======== Input
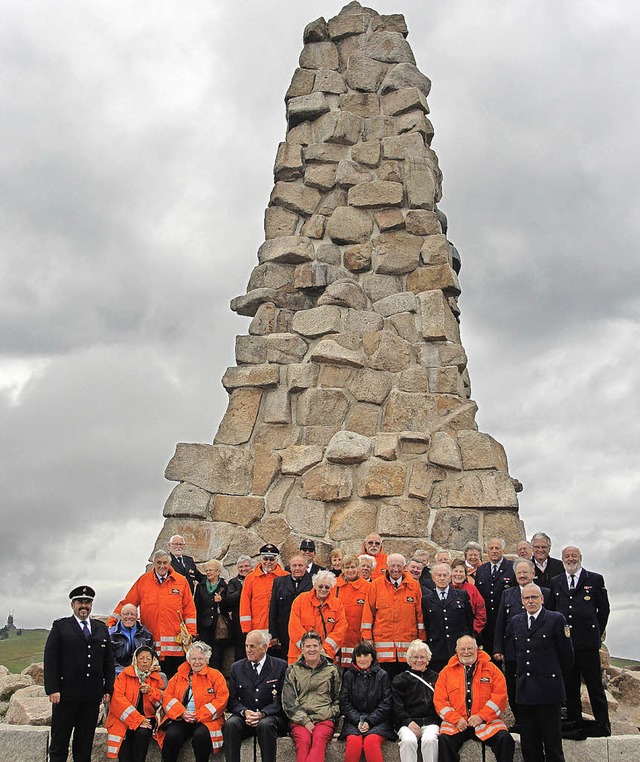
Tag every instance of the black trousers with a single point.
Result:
(541, 733)
(81, 718)
(501, 744)
(179, 732)
(235, 730)
(135, 745)
(587, 663)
================
Transcribe all of the data above line by line, reproducing every character without alteration, and leave out the pictures.

Tag every instance of the black trousers with a single point.
Result:
(541, 733)
(81, 718)
(501, 744)
(179, 732)
(235, 730)
(135, 745)
(587, 663)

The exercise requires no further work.